═════ RECORDS FOR THIS EXERCISE ═════

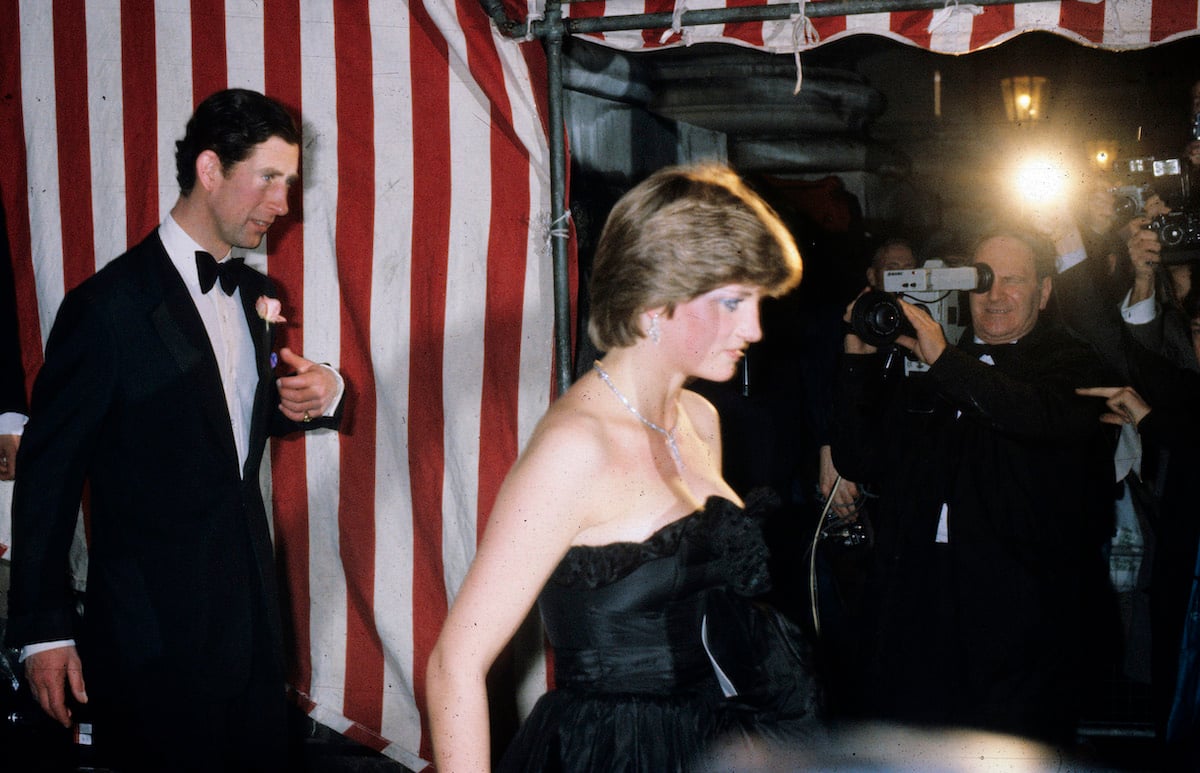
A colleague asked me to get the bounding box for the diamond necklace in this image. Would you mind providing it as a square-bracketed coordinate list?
[592, 360, 683, 468]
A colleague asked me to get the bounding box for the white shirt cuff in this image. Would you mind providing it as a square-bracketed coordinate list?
[18, 639, 74, 663]
[1121, 290, 1158, 325]
[0, 413, 29, 435]
[317, 362, 346, 417]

═════

EXERCISE DIRECTIONS: Write out all the items above again without the pictures, switching "colleague" to "coworker" and leaving everything else unchanged.

OUTPUT:
A coworker asked me to get the bounding box for the diamond necklace in this image. Would you mind providing it as a square-bracketed coordinate list?
[592, 360, 683, 468]
A coworker asked me to get the bounding box for the white shirt cuff in this image. Would you mind providing it as a square-bracketed coordinate list?
[18, 639, 74, 663]
[1121, 290, 1158, 325]
[0, 413, 29, 435]
[317, 362, 346, 417]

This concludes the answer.